═════ Selected excerpt ═════

STATE OF MISSISSIPPI

DATE OF JUDGMENT:                           10/25/2007
TRIAL JUDGE:                                HON. ALBERT B. SMITH, III
COURT FROM WHICH APPEALED:                  TUNICA COUNTY CIRCUIT COURT
ATTORNEYS FOR APPELLANT:                    W. DANIEL HINCHCLIFF
                                            LESLIE S. LEE
ATTORNEY FOR APPELLEE:                      OFFICE OF THE ATTORNEY GENERAL
                                            BY: JEFFREY A. KLINGFUSS
DISTRICT ATTORNEY:                          LAURENCE Y. MELLEN
NATURE OF THE CASE:                         CRIMINAL - FELONY
DISPOSITION:                                AFFIRMED - 03/05/2009
MOTION FOR REHEARING FILED:
MANDATE ISSUED:

       BEFORE WALLER, C.J., DICKINSON AND LAMAR, JJ.

═════ Dataset excerpts ═════

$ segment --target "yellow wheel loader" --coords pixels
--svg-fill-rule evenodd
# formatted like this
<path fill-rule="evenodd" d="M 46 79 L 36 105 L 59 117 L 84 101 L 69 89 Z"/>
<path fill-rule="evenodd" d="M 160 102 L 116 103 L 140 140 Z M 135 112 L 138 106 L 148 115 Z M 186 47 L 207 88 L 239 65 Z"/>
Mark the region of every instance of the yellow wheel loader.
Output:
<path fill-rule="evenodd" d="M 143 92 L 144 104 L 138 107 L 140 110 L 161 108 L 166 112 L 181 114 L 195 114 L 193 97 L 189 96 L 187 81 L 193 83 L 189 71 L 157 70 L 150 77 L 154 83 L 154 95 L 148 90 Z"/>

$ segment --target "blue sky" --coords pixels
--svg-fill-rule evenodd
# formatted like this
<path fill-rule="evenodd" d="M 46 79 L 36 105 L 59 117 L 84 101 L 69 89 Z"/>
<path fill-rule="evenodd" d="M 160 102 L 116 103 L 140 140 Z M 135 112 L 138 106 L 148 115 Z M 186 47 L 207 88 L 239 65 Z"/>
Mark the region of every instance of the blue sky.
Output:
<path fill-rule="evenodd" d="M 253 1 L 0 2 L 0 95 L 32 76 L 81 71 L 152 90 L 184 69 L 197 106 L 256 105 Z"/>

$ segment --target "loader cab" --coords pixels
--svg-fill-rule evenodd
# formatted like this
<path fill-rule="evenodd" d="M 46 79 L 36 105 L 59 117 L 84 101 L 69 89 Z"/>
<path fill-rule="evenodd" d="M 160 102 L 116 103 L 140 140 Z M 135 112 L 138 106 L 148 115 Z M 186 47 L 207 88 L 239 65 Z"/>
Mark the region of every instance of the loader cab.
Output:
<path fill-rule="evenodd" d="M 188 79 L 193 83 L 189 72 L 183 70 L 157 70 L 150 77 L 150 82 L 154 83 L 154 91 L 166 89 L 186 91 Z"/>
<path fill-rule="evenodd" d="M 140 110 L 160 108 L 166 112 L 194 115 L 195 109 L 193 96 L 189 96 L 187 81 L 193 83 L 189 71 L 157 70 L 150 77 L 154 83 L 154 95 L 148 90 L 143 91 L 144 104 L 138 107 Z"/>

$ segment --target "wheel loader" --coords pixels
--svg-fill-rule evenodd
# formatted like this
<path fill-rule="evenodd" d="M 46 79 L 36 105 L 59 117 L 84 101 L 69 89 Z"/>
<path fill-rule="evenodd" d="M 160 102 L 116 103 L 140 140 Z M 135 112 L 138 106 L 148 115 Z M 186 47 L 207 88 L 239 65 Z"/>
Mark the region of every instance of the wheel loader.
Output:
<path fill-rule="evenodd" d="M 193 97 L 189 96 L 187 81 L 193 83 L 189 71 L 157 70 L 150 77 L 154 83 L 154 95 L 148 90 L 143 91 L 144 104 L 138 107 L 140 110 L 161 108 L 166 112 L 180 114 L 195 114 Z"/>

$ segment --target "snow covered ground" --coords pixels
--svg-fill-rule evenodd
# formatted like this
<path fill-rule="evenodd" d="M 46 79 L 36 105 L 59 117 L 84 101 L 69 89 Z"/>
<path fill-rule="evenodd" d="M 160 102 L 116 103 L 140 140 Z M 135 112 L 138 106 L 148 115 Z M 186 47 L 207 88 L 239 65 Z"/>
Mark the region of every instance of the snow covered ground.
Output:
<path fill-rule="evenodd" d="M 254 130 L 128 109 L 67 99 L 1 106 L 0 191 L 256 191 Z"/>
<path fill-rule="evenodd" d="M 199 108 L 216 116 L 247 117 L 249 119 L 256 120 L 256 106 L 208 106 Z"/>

═════

▶ [Tasks to complete]
- 1) Do these statements agree with the Mississippi case header? Answer yes or no for each, quoting the words of the header that decide it.
(a) The appeal came from the Tunica County Circuit Court.
(b) The judgment was reversed.
(c) Jeffrey A. Klingfuss was an attorney for the appellant.
- 2) Continue the Mississippi case header from the point after its final line, "BEFORE WALLER, C.J., DICKINSON AND LAMAR, JJ."

▶ [Task-by-task answers]
- 1)
(a) Yes: "COURT FROM WHICH APPEALED: TUNICA COUNTY CIRCUIT COURT"
(b) No: "DISPOSITION: AFFIRMED - 03/05/2009"
(c) No: "ATTORNEY FOR APPELLEE: OFFICE OF THE ATTORNEY GENERAL" and "BY: JEFFREY A. KLINGFUSS"

- 2)
       DICKINSON, JUSTICE, FOR THE COURT:

¶1.    In this felony drug-sale case, the defendant claims she received ineffective assistance

of counsel at trial. Because we find her trial counsel’s actions fell within the large ambit of

“reasonable professional assistance,” we affirm.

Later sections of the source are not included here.